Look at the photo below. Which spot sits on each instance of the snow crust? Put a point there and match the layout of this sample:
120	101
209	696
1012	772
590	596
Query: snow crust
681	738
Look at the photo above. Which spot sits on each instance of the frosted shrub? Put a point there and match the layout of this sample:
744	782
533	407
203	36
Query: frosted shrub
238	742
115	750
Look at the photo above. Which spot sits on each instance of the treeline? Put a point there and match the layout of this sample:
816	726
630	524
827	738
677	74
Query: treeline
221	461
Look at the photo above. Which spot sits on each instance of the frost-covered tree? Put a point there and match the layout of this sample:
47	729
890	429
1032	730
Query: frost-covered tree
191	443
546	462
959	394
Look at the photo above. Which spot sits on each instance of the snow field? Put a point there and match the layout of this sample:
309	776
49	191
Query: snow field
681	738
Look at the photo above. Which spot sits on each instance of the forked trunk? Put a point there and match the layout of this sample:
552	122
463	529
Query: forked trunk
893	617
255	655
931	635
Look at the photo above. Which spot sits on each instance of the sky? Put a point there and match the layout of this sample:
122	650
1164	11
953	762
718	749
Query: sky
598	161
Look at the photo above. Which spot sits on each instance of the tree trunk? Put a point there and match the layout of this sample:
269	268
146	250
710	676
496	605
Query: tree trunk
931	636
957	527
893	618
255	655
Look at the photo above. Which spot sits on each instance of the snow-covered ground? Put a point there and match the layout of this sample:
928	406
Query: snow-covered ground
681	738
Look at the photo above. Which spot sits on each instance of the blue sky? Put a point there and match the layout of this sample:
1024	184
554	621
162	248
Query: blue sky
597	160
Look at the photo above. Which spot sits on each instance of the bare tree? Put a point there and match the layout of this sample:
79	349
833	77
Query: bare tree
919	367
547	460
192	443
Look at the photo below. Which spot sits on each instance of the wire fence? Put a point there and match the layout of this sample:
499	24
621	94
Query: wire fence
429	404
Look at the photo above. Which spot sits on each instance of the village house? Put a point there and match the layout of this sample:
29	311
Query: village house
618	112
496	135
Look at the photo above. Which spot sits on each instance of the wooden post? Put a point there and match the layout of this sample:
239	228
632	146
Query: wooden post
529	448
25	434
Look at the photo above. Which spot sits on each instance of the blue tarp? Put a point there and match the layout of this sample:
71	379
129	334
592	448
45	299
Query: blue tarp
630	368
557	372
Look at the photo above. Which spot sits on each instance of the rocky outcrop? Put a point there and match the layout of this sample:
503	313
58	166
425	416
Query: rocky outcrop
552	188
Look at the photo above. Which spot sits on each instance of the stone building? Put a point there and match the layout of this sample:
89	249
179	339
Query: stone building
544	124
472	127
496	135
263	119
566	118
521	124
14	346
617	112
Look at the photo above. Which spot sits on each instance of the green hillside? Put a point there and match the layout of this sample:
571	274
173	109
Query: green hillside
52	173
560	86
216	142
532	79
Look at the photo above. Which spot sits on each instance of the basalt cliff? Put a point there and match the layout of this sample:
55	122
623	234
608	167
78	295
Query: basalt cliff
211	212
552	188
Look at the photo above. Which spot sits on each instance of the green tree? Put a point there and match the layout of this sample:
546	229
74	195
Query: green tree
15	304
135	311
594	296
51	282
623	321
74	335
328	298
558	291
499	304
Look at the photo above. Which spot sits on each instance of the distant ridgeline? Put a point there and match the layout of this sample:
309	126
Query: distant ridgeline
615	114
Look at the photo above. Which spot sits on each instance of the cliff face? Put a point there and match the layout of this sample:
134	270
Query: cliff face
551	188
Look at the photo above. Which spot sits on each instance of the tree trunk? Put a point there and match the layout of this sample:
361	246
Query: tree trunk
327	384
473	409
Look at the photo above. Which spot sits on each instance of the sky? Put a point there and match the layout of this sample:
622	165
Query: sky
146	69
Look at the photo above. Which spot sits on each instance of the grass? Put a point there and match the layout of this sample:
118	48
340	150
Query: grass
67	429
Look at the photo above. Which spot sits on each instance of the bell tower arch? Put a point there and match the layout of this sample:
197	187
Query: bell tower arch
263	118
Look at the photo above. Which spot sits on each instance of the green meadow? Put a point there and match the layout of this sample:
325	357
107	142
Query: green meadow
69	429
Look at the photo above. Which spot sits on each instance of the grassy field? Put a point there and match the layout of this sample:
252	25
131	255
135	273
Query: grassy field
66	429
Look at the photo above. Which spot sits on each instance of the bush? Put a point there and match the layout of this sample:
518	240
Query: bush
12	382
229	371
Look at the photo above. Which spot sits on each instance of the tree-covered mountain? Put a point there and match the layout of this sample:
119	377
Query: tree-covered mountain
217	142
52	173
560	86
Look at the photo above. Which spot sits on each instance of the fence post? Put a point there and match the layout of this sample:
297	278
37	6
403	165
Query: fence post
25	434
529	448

------------------------------

WHAT YOU HAVE TO DO
Every line of the listing is to be returned exactly as given.

COMPLETED TASK
Look at the photo below. Which spot sits on each instance of the snow crust? Put a point there and match the layout of this sample:
120	101
209	696
1012	772
590	596
Query: snow crust
681	738
Look at the photo above. Which spot sits on each instance of the frosted shrub? Put a point there and match the layout of this sample:
744	782
533	407
203	36
Query: frosted shrub
238	742
115	750
Look at the photo above. Which spot sits on each instance of the treeline? Put a point there and match the layout of this sample:
816	726
630	524
827	738
677	74
Query: treeline
221	461
Look at the photo above. Which spot sits on each instance of the frost-covered tree? Put a point there and match the layout of this sample:
47	729
890	429
1032	730
Query: frost-covered tree
191	443
546	462
959	394
Look at the photo above. Which spot sits on each instance of the snow field? Put a point there and match the layout of this sample:
309	776
49	191
Query: snow field
681	738
Look at the photo above. Which spot sits on each instance of the forked trunk? Put a point there and match the layout of this sample:
552	122
463	529
Query: forked trunk
893	617
255	655
931	635
Look at the photo above. Which spot sits on each instance of the sky? Put a point there and match the layout of this sample:
122	650
1164	11
953	762
718	749
Query: sky
598	161
Look at the photo above. Which spot sits on each instance of the tree trunk? Put a point there and match the layout of this sample:
269	268
146	250
710	676
496	605
Query: tree trunk
931	636
957	527
893	618
255	655
Look at the photo above. Which spot sits on each instance of the snow-covered ground? Put a point there and match the layout of this sample:
928	406
Query: snow-covered ground
681	738
Look at the photo above. Which spot sits on each instance of the blue sky? Put a point there and match the layout of this sample:
1024	184
554	621
162	248
Query: blue sky
597	160
Look at the photo above. Which spot sits on each instance of the bare tree? Put a point there and match the layout of this sample:
79	349
833	77
Query: bare tree
919	367
547	460
192	443
Look at the photo below. Which spot sits on each instance of the wire fence? Put a point there and match the layout of this sample:
499	24
621	94
Query: wire fence
429	404
Look at the photo above. Which spot sits on each instance of the village house? Put a point there and match the layout of this sample:
29	311
Query: village house
618	112
496	135
Look at the photo above. Which spot sits on each instance of the wooden post? Put a point there and match the layout of this sample:
239	228
632	146
Query: wooden post
529	448
25	434
Look at the photo above. Which spot sits on each instance of the blue tarp? Put a point there and match the layout of this sample:
71	379
129	334
592	448
45	299
Query: blue tarp
630	368
557	372
Look at the photo above. Which spot sits on each instance of the rocky outcrop? Put a point there and match the layout of this sample:
503	313
58	166
425	416
Query: rocky outcrop
552	188
Look at the photo above. Which spot sits on each instance of the stone building? Put a point there and match the layout of this sample:
89	249
179	339
Query: stone building
544	124
472	127
496	135
263	119
566	118
521	124
14	346
617	112
Look at the photo above. Which spot sits on each instance of the green hillside? Put a point there and match the layout of this sample:
571	274
173	109
Query: green hillside
52	173
560	86
216	142
532	79
Look at the photo above. Which spot sits on each instance of the basalt cliff? Put a point there and match the layout of this sample:
55	122
623	234
608	167
78	295
Query: basalt cliff
211	212
552	188
Look at the photo above. Which spot sits on each instance of the green tree? Put a point there and match the layout of this sample:
546	229
74	195
Query: green tree
15	304
135	311
594	296
51	282
623	321
74	335
328	298
558	291
499	304
Look at the photo above. Which spot sits on each instance of the distant ridgeline? Put a point there and match the layout of this sample:
309	126
Query: distant ridgeline
615	114
Look at the photo above. Which spot sits on each instance of the cliff face? Put a point there and match the layout of this sample:
134	270
Query: cliff face
551	188
Look at the photo above. Which spot sits on each instance of the tree trunk? Put a point there and match the layout of this sample:
361	246
Query: tree trunk
327	384
473	409
Look at the photo above. Which spot sits on each instance of the sky? Put a point there and match the layout of this sample:
622	165
Query: sky
146	69
Look at the photo above. Which spot sits on each instance of the grass? Put a point there and match the layout of this sample:
118	48
340	150
Query: grass
67	429
Look at the photo above. Which spot sits on each instance of the bell tower arch? Put a point there and match the layout of this sample:
197	187
Query: bell tower arch
263	118
Look at the photo above. Which spot sits on each instance of the green meadow? Put a point there and match the layout of this sample:
325	357
107	142
Query: green meadow
69	429
Look at the photo above. Which spot sits on each instance of the grassy field? Put a point there and match the layout of this sample:
252	25
131	255
135	273
Query: grassy field
66	429
Look at the photo above. Which spot sits on each instance of the bush? Put a point there and match the layout of this sample:
518	240
Query: bush
12	382
229	371
Look at the photo above. Which spot sits on each instance of the tree-covered mountain? Put a point there and match the layout of this sample:
119	377
Query: tree-covered mountain
217	142
52	173
560	86
Look at the photo above. Which spot sits on each instance of the fence post? Put a point there and match the layout of this sample:
297	278
37	6
403	165
Query: fence post
25	434
529	448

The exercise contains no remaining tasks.